Transcribe every entry word for word, leaving out all images.

[Object pointing dataset rows]
•••
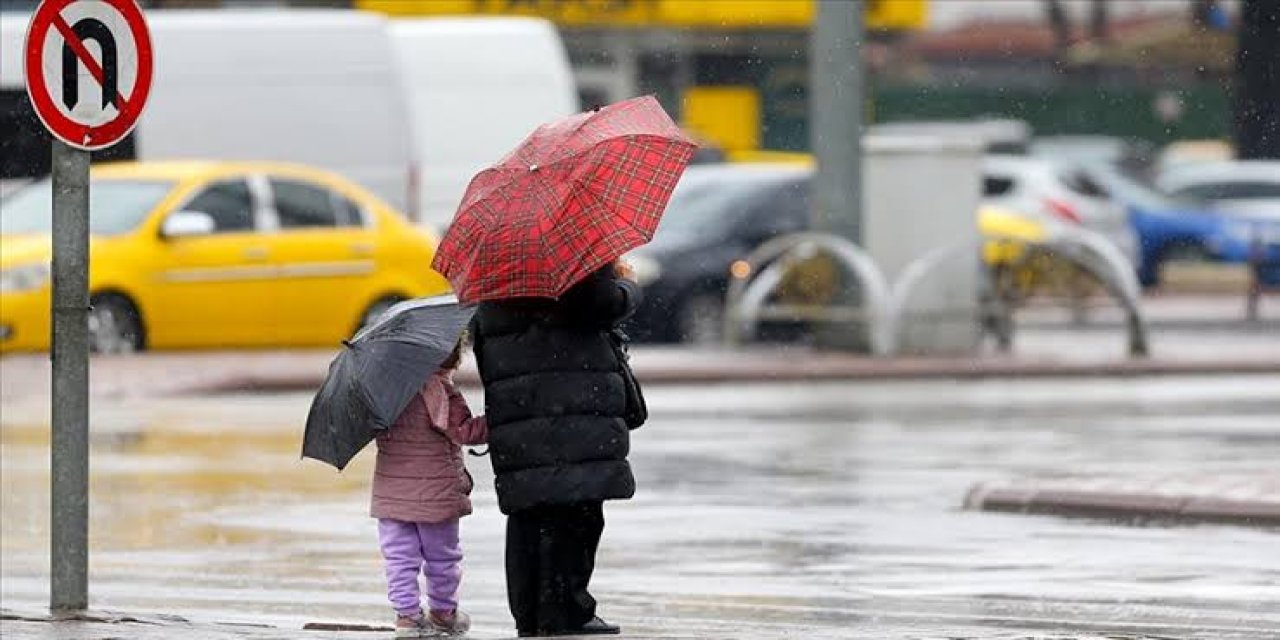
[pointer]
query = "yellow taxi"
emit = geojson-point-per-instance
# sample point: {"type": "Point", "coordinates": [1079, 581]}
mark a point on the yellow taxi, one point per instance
{"type": "Point", "coordinates": [211, 255]}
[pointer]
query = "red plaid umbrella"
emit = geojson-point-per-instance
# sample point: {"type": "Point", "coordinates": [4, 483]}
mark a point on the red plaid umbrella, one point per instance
{"type": "Point", "coordinates": [574, 196]}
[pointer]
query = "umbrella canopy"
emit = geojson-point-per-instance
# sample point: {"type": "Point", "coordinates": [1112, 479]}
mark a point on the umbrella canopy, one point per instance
{"type": "Point", "coordinates": [575, 195]}
{"type": "Point", "coordinates": [376, 374]}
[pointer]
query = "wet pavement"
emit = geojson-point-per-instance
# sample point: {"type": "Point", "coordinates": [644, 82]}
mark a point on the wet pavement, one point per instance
{"type": "Point", "coordinates": [805, 510]}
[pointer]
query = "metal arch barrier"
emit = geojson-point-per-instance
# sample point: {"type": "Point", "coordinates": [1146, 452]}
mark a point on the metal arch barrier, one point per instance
{"type": "Point", "coordinates": [1118, 275]}
{"type": "Point", "coordinates": [1123, 284]}
{"type": "Point", "coordinates": [746, 296]}
{"type": "Point", "coordinates": [915, 272]}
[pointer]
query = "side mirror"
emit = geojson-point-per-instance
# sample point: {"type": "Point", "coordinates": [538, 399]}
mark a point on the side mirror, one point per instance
{"type": "Point", "coordinates": [182, 224]}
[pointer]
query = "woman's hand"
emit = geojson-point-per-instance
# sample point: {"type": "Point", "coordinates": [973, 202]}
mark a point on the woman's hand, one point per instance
{"type": "Point", "coordinates": [622, 269]}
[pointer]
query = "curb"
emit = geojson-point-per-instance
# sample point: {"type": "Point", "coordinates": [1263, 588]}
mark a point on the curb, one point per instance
{"type": "Point", "coordinates": [1065, 499]}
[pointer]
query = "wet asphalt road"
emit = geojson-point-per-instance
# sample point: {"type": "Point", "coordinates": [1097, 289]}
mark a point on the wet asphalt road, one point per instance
{"type": "Point", "coordinates": [769, 511]}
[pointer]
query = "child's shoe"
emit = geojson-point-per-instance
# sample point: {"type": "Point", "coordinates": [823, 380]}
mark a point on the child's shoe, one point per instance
{"type": "Point", "coordinates": [449, 622]}
{"type": "Point", "coordinates": [414, 626]}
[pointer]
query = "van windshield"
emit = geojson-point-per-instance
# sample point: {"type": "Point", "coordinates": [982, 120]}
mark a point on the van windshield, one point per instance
{"type": "Point", "coordinates": [115, 206]}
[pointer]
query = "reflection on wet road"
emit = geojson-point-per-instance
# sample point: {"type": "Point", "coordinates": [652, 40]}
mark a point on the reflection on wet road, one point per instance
{"type": "Point", "coordinates": [800, 511]}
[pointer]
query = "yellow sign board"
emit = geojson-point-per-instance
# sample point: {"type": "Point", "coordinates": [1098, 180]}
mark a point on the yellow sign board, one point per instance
{"type": "Point", "coordinates": [728, 117]}
{"type": "Point", "coordinates": [726, 14]}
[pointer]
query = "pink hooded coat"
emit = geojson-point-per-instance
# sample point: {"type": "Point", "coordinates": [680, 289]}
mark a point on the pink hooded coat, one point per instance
{"type": "Point", "coordinates": [420, 475]}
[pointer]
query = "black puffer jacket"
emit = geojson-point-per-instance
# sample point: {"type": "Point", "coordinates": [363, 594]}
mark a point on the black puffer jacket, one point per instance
{"type": "Point", "coordinates": [554, 394]}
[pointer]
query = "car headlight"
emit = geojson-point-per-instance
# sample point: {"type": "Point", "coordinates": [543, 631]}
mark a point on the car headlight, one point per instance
{"type": "Point", "coordinates": [647, 269]}
{"type": "Point", "coordinates": [23, 278]}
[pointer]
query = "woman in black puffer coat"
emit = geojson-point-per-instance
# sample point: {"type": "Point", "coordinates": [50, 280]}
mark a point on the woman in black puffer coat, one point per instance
{"type": "Point", "coordinates": [556, 400]}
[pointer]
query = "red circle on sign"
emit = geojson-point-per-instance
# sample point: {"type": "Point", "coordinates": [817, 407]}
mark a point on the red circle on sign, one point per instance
{"type": "Point", "coordinates": [77, 135]}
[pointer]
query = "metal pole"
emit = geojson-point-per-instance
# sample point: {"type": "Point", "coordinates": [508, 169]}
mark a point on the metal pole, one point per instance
{"type": "Point", "coordinates": [836, 105]}
{"type": "Point", "coordinates": [836, 118]}
{"type": "Point", "coordinates": [69, 353]}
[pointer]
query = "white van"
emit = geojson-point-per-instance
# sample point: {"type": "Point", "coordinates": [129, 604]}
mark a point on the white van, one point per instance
{"type": "Point", "coordinates": [318, 87]}
{"type": "Point", "coordinates": [476, 87]}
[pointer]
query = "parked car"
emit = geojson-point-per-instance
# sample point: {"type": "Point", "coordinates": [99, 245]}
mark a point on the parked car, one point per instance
{"type": "Point", "coordinates": [283, 92]}
{"type": "Point", "coordinates": [717, 215]}
{"type": "Point", "coordinates": [1171, 228]}
{"type": "Point", "coordinates": [1056, 195]}
{"type": "Point", "coordinates": [1243, 186]}
{"type": "Point", "coordinates": [215, 255]}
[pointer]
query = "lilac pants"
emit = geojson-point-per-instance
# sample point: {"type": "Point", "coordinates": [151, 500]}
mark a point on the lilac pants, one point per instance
{"type": "Point", "coordinates": [429, 548]}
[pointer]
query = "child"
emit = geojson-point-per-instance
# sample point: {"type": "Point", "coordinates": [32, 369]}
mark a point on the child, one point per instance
{"type": "Point", "coordinates": [421, 489]}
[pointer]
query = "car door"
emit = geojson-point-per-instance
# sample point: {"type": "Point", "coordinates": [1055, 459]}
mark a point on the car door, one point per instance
{"type": "Point", "coordinates": [324, 250]}
{"type": "Point", "coordinates": [214, 289]}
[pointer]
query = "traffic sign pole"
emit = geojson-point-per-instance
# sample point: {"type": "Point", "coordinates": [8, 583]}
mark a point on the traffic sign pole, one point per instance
{"type": "Point", "coordinates": [69, 442]}
{"type": "Point", "coordinates": [55, 53]}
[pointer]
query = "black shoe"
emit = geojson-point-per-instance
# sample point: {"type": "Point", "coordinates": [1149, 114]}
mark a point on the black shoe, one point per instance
{"type": "Point", "coordinates": [593, 627]}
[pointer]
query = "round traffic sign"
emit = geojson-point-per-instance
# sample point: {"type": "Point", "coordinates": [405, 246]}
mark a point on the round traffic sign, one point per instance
{"type": "Point", "coordinates": [88, 67]}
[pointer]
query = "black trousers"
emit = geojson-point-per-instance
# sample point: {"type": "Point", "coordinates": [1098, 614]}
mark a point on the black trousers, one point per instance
{"type": "Point", "coordinates": [551, 556]}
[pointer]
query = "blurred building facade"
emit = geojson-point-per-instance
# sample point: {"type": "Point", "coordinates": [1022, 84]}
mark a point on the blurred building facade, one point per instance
{"type": "Point", "coordinates": [736, 71]}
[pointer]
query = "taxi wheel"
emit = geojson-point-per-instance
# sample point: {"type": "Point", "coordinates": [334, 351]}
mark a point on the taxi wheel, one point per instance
•••
SOLUTION:
[pointer]
query = "yellow taxi"
emit = geojson-point-per-instance
# sample point: {"type": "Point", "coordinates": [1079, 581]}
mark a point on the yellow taxi, one point per instance
{"type": "Point", "coordinates": [211, 255]}
[pointer]
query = "red plaid umbrella"
emit = geojson-point-per-instance
# sample point: {"type": "Point", "coordinates": [4, 483]}
mark a point on the red plaid umbrella, one point per instance
{"type": "Point", "coordinates": [574, 196]}
[pointer]
query = "umbrella canopy"
emit = geojson-point-per-instance
# sample point: {"type": "Point", "coordinates": [1112, 479]}
mark a point on the umbrella canopy, one point per instance
{"type": "Point", "coordinates": [575, 195]}
{"type": "Point", "coordinates": [376, 374]}
[pointer]
query = "wet pavement"
emit = geojson-point-per-instance
# sample point: {"type": "Point", "coordinates": [644, 82]}
mark a point on the wet pavement, one point per instance
{"type": "Point", "coordinates": [805, 510]}
[pointer]
query = "metal arch barrier"
emit = geojson-point-per-instance
# sample point: {"type": "Point", "coordinates": [1146, 452]}
mark a point on the metal arch barrier, one point per instance
{"type": "Point", "coordinates": [1118, 275]}
{"type": "Point", "coordinates": [1123, 284]}
{"type": "Point", "coordinates": [746, 296]}
{"type": "Point", "coordinates": [915, 272]}
[pointer]
query = "side mirror"
emit = geojson-point-per-instance
# sample point: {"type": "Point", "coordinates": [538, 399]}
mark a point on the side mirror, one point per instance
{"type": "Point", "coordinates": [182, 224]}
[pointer]
query = "woman's hand"
emit = geojson-point-per-instance
# sample point: {"type": "Point", "coordinates": [973, 202]}
mark a point on the woman's hand, one point per instance
{"type": "Point", "coordinates": [622, 269]}
[pointer]
query = "curb"
emit = geojson-point-per-instance
# sample point: {"type": "Point", "coordinates": [1263, 588]}
mark a point on the curb, one point per instance
{"type": "Point", "coordinates": [1065, 499]}
[pointer]
query = "wet asphalt road"
emit = geojson-point-per-instance
# sample point: {"type": "Point", "coordinates": [1097, 289]}
mark a point on the wet asphalt road, one point per instance
{"type": "Point", "coordinates": [769, 511]}
[pointer]
query = "child's shoe"
emit = geojson-point-per-instance
# sample point: {"type": "Point", "coordinates": [823, 380]}
mark a point on the child's shoe, one point per instance
{"type": "Point", "coordinates": [449, 622]}
{"type": "Point", "coordinates": [414, 626]}
[pointer]
query = "van windshield"
emit = geojson-point-per-instance
# sample point: {"type": "Point", "coordinates": [982, 120]}
mark a point on the van windshield, one point per instance
{"type": "Point", "coordinates": [115, 206]}
[pointer]
query = "reflection on wet road"
emit = geojson-point-per-instance
# sample point: {"type": "Point", "coordinates": [652, 40]}
mark a point on the reflection on wet road, one point per instance
{"type": "Point", "coordinates": [800, 511]}
[pointer]
query = "yellow sign board"
emit = geojson-point-per-instance
# sample point: {"type": "Point", "coordinates": [1098, 180]}
mark a point on the yellow sign board, one point per instance
{"type": "Point", "coordinates": [728, 117]}
{"type": "Point", "coordinates": [726, 14]}
[pointer]
query = "pink hooded coat"
emit = geojson-point-per-instance
# sample point: {"type": "Point", "coordinates": [680, 289]}
mark a point on the pink hooded coat, one point per instance
{"type": "Point", "coordinates": [420, 475]}
[pointer]
query = "black puffer jacket"
emit = geojson-point-per-instance
# sample point: {"type": "Point", "coordinates": [363, 594]}
mark a point on the black puffer jacket, one point per instance
{"type": "Point", "coordinates": [554, 394]}
[pointer]
query = "car headlight"
emit = geojson-point-per-instance
# sample point: {"type": "Point", "coordinates": [543, 631]}
mark a point on the car headlight, one point per instance
{"type": "Point", "coordinates": [647, 269]}
{"type": "Point", "coordinates": [23, 278]}
[pointer]
query = "woman in black puffer coat"
emit = geojson-point-per-instance
# sample point: {"type": "Point", "coordinates": [50, 280]}
mark a point on the woman in black puffer coat, one point per instance
{"type": "Point", "coordinates": [556, 400]}
[pointer]
query = "red circle on sign"
emit = geojson-point-per-instance
# sample point: {"type": "Point", "coordinates": [817, 407]}
mark a point on the red circle on sign, one point per instance
{"type": "Point", "coordinates": [77, 135]}
[pointer]
query = "metal pole"
emit = geojson-point-per-instance
# sample point: {"type": "Point", "coordinates": [508, 169]}
mark a point on the metal pole, one point per instance
{"type": "Point", "coordinates": [836, 105]}
{"type": "Point", "coordinates": [836, 118]}
{"type": "Point", "coordinates": [69, 353]}
[pointer]
query = "white van"
emit = geojson-point-per-instance
# sample point: {"type": "Point", "coordinates": [129, 604]}
mark a point on the white van, one point per instance
{"type": "Point", "coordinates": [318, 87]}
{"type": "Point", "coordinates": [476, 87]}
[pointer]
query = "parked car"
emit = geojson-point-per-instance
# sample point: {"type": "Point", "coordinates": [99, 245]}
mark a point on the parked car, one point per instance
{"type": "Point", "coordinates": [283, 92]}
{"type": "Point", "coordinates": [717, 215]}
{"type": "Point", "coordinates": [1171, 228]}
{"type": "Point", "coordinates": [1056, 195]}
{"type": "Point", "coordinates": [1243, 186]}
{"type": "Point", "coordinates": [215, 255]}
[pointer]
query = "lilac pants"
emit = geojson-point-per-instance
# sample point: {"type": "Point", "coordinates": [151, 500]}
mark a point on the lilac pants, one point per instance
{"type": "Point", "coordinates": [429, 548]}
[pointer]
query = "child"
emit = geojson-point-per-instance
# sample point: {"type": "Point", "coordinates": [32, 369]}
mark a point on the child, one point per instance
{"type": "Point", "coordinates": [421, 489]}
[pointer]
query = "car door"
emit = geojson-point-per-instance
# sample point: {"type": "Point", "coordinates": [1055, 459]}
mark a point on the car door, one point per instance
{"type": "Point", "coordinates": [324, 250]}
{"type": "Point", "coordinates": [214, 289]}
[pointer]
query = "traffic sign pole"
emit = geojson-point-per-instance
# sample point: {"type": "Point", "coordinates": [8, 583]}
mark a point on the traffic sign pole, one point per instance
{"type": "Point", "coordinates": [69, 442]}
{"type": "Point", "coordinates": [55, 53]}
[pointer]
query = "black shoe"
emit = geojson-point-per-instance
# sample point: {"type": "Point", "coordinates": [1149, 114]}
mark a point on the black shoe, one point per instance
{"type": "Point", "coordinates": [593, 627]}
[pointer]
query = "round traffic sign"
emit = geojson-point-per-instance
# sample point: {"type": "Point", "coordinates": [405, 246]}
mark a point on the round traffic sign, one point per instance
{"type": "Point", "coordinates": [88, 67]}
[pointer]
query = "black trousers"
emit = geojson-point-per-instance
# sample point: {"type": "Point", "coordinates": [1098, 614]}
mark a point on the black trousers, one point per instance
{"type": "Point", "coordinates": [551, 556]}
[pointer]
query = "blurred building facade"
emit = geojson-point-per-instance
# sample point: {"type": "Point", "coordinates": [1022, 84]}
mark a point on the blurred building facade, one point per instance
{"type": "Point", "coordinates": [736, 71]}
[pointer]
query = "taxi wheel"
emit = geojson-point-per-instance
# sample point: {"type": "Point", "coordinates": [334, 351]}
mark a point on the taxi wheel, one point per instance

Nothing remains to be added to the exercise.